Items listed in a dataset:
%%

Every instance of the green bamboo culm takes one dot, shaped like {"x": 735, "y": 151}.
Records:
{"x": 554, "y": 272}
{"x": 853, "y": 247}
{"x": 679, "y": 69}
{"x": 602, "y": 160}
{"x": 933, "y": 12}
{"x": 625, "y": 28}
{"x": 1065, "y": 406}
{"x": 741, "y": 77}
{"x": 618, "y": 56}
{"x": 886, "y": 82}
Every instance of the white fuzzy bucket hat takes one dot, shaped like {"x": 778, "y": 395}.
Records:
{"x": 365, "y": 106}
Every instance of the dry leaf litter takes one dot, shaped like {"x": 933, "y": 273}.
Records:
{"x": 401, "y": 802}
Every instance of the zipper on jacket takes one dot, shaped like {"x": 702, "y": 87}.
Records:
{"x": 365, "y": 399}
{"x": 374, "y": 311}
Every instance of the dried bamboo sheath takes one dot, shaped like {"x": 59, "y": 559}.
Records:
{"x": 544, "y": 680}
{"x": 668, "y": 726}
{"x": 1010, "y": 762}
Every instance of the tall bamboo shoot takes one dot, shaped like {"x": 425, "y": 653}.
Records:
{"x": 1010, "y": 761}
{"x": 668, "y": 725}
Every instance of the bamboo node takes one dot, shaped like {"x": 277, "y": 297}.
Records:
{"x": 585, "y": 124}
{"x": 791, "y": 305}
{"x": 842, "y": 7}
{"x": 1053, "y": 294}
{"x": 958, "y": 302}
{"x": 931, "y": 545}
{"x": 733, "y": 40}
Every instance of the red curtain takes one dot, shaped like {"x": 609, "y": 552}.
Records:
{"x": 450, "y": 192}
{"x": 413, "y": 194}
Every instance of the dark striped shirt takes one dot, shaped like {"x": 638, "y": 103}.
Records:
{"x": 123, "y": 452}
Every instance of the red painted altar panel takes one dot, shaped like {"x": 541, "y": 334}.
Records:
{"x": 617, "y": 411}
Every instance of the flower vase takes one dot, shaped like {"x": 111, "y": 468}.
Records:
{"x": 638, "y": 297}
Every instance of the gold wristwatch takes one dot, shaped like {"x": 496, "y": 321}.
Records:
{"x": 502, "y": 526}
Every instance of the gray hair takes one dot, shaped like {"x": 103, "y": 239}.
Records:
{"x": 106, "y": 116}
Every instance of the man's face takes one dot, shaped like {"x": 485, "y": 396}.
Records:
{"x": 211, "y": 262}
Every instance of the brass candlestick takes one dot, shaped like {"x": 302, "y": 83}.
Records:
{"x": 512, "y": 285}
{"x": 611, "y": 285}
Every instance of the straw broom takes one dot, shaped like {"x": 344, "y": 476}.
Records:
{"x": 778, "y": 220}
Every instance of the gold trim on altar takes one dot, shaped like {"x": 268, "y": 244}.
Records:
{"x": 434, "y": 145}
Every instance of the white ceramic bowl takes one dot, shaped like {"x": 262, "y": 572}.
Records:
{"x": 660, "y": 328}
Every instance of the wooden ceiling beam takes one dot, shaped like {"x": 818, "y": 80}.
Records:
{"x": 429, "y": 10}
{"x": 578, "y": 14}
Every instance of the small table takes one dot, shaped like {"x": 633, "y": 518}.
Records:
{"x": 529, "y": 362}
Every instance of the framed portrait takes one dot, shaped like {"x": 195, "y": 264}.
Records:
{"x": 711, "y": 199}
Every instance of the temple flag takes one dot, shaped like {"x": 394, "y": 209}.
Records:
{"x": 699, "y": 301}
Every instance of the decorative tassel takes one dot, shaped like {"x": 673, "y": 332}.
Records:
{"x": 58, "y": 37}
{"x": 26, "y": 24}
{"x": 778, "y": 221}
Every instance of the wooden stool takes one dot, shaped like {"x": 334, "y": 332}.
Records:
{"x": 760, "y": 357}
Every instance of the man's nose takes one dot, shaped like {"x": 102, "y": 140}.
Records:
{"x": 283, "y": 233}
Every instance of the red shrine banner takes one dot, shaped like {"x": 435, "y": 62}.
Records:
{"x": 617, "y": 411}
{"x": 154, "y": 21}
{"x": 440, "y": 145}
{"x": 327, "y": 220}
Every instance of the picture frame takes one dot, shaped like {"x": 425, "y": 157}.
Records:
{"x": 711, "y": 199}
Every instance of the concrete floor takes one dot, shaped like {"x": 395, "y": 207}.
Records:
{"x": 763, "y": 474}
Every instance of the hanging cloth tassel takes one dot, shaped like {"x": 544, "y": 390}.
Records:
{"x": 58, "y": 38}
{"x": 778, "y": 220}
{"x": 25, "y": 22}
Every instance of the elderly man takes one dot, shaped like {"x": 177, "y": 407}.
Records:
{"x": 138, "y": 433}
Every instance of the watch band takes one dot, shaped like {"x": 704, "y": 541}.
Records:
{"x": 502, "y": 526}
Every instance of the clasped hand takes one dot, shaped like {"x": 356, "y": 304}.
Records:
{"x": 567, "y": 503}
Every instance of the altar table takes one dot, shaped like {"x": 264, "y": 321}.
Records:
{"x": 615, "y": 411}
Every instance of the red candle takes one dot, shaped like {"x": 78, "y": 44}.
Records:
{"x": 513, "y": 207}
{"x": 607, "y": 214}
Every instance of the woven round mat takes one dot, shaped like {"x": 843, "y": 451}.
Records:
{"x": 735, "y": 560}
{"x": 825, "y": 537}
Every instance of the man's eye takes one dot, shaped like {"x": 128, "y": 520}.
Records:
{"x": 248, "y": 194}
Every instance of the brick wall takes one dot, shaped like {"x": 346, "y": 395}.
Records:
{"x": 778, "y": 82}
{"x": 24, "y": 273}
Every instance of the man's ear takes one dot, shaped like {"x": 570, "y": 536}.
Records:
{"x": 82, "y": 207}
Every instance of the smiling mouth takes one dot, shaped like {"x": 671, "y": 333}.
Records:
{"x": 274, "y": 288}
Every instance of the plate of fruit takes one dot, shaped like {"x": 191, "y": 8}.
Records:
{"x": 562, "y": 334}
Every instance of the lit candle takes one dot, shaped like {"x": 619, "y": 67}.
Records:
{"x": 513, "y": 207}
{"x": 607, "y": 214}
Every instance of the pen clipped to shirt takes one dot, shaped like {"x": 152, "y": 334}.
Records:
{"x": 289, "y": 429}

%%

§ **Goal**:
Return the line that contains "Every instance of the elderly" along with every line after it through the end of the entries, exactly, adding nothing.

§ **Right answer**:
Every instance of the elderly man takes one dot, shaped like {"x": 177, "y": 407}.
Records:
{"x": 138, "y": 433}
Every instance of the watch band takes one dot, shaped like {"x": 704, "y": 541}.
Records:
{"x": 502, "y": 526}
Every instance of the clasped hand takes one dot, shaped like {"x": 356, "y": 304}.
Records:
{"x": 567, "y": 503}
Every instance of the altar table takes one dot, shaped like {"x": 264, "y": 321}.
Records:
{"x": 615, "y": 411}
Every instance of the red candle takes one dot, shaped like {"x": 78, "y": 44}.
Records:
{"x": 513, "y": 207}
{"x": 607, "y": 214}
Every instance of the woven round mat takes one dot, shaped like {"x": 843, "y": 451}.
Records:
{"x": 735, "y": 560}
{"x": 825, "y": 537}
Every instance of the man's eye takes one dot, shaped like {"x": 128, "y": 520}.
Records:
{"x": 248, "y": 194}
Every instance of the brick wall takes one dot, shaped like {"x": 346, "y": 395}.
Records:
{"x": 778, "y": 82}
{"x": 24, "y": 273}
Every instance of the man's ear takes one dot, shaped like {"x": 570, "y": 536}.
Records:
{"x": 82, "y": 207}
Every instance of the smiling mouth takes one dot, shaped like {"x": 671, "y": 333}.
Records:
{"x": 274, "y": 288}
Every instance of the plate of fruit takes one dot, shaped like {"x": 191, "y": 8}.
Records:
{"x": 562, "y": 334}
Every instance of the lit candle takes one dot, shaped like {"x": 619, "y": 67}.
Records:
{"x": 513, "y": 207}
{"x": 607, "y": 214}
Every instance of the pen clipped to shirt takes one dot, shaped like {"x": 152, "y": 334}.
Records:
{"x": 289, "y": 429}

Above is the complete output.